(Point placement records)
%%

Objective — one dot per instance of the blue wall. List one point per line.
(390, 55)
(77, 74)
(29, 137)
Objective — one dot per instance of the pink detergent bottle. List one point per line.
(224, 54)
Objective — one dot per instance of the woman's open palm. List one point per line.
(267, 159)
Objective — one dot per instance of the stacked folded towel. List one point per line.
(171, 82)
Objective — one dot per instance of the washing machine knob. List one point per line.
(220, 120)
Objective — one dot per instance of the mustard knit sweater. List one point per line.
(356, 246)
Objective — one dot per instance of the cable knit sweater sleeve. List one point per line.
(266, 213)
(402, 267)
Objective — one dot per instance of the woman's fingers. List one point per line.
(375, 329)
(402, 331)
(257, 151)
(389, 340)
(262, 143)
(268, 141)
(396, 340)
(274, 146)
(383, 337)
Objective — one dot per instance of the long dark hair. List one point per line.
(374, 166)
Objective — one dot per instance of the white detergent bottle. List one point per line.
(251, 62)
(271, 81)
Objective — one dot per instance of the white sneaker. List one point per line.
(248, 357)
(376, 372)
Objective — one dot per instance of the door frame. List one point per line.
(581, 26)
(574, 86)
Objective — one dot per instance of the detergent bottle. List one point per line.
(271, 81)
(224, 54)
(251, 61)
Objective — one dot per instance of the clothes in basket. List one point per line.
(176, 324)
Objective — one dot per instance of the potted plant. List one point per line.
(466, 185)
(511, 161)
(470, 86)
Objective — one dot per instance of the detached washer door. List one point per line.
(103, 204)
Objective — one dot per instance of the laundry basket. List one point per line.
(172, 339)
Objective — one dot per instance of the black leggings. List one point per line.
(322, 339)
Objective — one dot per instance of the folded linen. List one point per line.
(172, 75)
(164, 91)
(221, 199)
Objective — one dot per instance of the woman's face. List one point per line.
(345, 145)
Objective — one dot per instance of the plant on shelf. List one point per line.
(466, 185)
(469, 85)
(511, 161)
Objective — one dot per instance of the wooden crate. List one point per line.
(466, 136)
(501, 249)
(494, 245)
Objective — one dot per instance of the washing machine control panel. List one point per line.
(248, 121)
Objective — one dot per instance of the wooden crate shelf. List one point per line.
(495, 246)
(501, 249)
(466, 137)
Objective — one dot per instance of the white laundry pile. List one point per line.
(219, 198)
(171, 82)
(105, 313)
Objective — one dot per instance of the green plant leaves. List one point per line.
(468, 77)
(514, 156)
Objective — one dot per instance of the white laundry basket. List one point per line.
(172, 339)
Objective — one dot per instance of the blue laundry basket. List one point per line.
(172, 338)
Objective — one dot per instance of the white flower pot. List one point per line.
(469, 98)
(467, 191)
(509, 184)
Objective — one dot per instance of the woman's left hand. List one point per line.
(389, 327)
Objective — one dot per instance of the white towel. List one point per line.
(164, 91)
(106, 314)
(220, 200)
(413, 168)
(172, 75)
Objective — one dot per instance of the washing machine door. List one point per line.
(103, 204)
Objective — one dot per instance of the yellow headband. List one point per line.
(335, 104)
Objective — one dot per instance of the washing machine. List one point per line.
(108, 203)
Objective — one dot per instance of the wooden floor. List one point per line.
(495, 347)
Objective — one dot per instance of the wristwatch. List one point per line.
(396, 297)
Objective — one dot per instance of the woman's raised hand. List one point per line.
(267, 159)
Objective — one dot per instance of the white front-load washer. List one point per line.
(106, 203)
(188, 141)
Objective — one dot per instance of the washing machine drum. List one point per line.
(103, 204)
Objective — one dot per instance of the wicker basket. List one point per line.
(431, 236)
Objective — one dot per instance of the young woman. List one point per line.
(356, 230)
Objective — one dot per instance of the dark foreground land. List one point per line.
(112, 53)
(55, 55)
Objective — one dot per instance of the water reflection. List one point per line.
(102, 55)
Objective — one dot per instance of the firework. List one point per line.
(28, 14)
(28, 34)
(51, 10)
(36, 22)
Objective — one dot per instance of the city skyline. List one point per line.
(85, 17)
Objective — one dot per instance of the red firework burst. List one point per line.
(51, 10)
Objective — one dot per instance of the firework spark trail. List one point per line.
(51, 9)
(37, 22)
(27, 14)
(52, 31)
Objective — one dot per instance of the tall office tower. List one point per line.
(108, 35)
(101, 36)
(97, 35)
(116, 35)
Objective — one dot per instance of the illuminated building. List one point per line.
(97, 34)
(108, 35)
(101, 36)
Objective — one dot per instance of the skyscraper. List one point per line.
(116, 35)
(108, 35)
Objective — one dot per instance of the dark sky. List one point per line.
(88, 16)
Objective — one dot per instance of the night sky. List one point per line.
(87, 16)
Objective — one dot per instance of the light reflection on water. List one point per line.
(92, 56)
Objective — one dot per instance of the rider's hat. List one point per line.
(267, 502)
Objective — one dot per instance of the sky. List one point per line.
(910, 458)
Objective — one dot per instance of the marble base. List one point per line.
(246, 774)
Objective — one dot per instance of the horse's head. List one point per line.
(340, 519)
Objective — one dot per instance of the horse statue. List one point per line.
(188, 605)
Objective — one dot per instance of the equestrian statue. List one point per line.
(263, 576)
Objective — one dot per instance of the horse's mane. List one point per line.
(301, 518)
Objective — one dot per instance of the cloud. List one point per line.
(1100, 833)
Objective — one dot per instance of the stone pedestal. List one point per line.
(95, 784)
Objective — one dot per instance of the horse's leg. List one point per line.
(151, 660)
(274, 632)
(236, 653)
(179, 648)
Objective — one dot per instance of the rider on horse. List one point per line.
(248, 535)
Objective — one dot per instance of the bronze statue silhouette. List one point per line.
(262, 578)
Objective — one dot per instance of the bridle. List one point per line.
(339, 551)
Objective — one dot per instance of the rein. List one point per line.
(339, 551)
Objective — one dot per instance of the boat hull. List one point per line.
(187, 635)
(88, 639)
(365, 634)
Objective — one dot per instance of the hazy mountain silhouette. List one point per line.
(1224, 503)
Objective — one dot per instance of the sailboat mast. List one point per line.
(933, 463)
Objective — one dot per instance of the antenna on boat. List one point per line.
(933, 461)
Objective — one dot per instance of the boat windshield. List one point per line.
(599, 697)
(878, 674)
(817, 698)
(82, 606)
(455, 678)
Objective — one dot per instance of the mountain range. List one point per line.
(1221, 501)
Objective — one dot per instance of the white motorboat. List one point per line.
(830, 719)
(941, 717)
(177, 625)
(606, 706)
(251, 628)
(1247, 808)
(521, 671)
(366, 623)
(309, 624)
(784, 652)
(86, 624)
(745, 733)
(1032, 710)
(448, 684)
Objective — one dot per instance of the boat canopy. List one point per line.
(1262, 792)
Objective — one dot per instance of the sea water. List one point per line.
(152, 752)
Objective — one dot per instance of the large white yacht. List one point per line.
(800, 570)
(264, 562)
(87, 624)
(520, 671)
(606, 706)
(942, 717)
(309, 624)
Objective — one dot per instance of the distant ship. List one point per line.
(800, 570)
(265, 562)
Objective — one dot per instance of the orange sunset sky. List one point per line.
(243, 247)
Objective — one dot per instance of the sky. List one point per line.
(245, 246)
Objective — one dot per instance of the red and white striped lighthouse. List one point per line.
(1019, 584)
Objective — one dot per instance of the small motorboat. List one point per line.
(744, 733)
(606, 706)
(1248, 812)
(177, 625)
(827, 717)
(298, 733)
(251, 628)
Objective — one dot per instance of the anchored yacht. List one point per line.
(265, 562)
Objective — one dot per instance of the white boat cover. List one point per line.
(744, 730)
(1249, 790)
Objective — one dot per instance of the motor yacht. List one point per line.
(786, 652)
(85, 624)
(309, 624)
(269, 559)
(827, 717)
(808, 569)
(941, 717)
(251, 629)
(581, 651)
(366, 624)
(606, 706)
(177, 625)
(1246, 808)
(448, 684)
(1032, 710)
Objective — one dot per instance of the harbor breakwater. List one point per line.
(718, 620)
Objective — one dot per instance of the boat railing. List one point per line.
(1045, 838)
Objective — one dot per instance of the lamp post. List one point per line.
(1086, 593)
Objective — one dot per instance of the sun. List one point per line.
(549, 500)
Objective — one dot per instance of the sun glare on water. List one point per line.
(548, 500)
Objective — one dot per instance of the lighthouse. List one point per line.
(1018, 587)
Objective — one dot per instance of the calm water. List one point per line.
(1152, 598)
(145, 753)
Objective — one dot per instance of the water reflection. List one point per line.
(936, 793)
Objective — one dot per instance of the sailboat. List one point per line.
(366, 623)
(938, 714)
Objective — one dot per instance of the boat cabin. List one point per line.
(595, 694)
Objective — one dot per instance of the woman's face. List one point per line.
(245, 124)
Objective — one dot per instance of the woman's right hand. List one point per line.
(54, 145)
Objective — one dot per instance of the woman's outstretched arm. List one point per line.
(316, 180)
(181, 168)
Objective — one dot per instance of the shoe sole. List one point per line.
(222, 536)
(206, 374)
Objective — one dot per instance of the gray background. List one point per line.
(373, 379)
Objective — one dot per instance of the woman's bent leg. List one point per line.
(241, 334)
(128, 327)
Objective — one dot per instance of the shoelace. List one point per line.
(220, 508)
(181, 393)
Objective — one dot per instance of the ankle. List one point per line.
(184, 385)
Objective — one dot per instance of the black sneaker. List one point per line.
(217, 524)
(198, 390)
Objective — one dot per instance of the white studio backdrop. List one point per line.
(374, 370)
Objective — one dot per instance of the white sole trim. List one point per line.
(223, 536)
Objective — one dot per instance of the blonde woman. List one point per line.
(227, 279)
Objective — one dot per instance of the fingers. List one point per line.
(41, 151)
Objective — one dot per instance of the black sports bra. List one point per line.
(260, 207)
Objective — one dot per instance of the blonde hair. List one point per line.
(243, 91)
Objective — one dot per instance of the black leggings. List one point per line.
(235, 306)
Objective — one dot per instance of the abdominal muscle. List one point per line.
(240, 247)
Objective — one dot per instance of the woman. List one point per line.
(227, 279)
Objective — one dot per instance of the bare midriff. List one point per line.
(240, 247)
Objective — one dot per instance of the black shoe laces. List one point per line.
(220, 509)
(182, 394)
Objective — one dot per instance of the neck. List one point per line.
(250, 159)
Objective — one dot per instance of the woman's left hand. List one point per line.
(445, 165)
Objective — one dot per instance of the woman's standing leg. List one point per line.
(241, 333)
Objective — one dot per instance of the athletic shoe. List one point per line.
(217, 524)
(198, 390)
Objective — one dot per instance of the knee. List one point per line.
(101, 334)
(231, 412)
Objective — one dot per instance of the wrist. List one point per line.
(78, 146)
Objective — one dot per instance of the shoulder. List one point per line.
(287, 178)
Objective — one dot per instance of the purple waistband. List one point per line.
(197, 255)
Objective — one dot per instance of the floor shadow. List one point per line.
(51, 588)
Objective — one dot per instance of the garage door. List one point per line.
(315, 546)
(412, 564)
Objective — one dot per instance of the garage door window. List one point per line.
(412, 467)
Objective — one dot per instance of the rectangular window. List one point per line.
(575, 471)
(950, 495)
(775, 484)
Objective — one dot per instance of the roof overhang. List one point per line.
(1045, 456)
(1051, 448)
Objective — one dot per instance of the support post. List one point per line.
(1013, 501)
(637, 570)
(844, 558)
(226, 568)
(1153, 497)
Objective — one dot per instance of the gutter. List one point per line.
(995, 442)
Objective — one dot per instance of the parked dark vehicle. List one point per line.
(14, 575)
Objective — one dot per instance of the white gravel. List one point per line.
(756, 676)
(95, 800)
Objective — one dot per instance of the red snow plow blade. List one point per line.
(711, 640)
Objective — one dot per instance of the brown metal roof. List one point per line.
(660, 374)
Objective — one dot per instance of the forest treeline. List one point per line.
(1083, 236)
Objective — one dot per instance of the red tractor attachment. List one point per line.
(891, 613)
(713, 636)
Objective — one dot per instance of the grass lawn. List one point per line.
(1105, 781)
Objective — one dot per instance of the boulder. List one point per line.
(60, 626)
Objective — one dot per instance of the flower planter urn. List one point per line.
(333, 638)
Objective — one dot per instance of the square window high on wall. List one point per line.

%%

### Your task
The lines to reproduce run from the one that contains "Objective — one dot per instance of the woman's standing" through the last line above; copy them exactly.

### Output of the task
Objective — one dot per instance of the woman's standing leg. List one point per line.
(241, 333)
Objective — one dot per instance of the athletic shoe. List one point per line.
(217, 524)
(198, 390)
Objective — one dot per instance of the knee. List one point per line.
(101, 334)
(231, 412)
Objective — one dot per instance of the wrist. List one point per line.
(78, 146)
Objective — one dot per instance of the shoulder. List one point per line.
(287, 178)
Objective — one dot per instance of the purple waistband. List one point per line.
(197, 255)
Objective — one dot per instance of the floor shadow. List one point per line.
(51, 588)
Objective — one dot per instance of the garage door. List one point per line.
(315, 546)
(412, 564)
Objective — one dot per instance of the garage door window. List one point per line.
(412, 467)
Objective — one dot per instance of the rectangular window. List one point per line.
(575, 471)
(950, 495)
(775, 484)
Objective — one dot per instance of the roof overhang. List one point per line.
(1045, 456)
(1051, 448)
Objective — one dot per instance of the support post. List one point per line.
(1013, 501)
(637, 570)
(844, 558)
(226, 568)
(1153, 497)
Objective — one dot per instance of the gutter. List one point per line.
(995, 442)
Objective — one dot per instance of the parked dark vehicle. List one point per line.
(14, 575)
Objective — one dot per instance of the white gravel. List one point per line.
(756, 676)
(95, 800)
Objective — one dot per instance of the red snow plow blade. List one point per line.
(711, 640)
Objective — one dot per instance of the brown metal roof. List one point per line.
(660, 374)
Objective — one dot per instance of the forest treeline. List one point per line.
(1083, 236)
Objective — one dot per instance of the red tractor attachment. List one point per line.
(891, 613)
(713, 636)
Objective — one dot per instance of the grass lawn. List one point per line.
(1105, 781)
Objective — one dot per instance of the boulder. List one point per line.
(60, 626)
Objective — one dot per instance of the flower planter urn. List one point per line.
(333, 638)
Objective — one dot per instance of the square window high on wall. List one point per line.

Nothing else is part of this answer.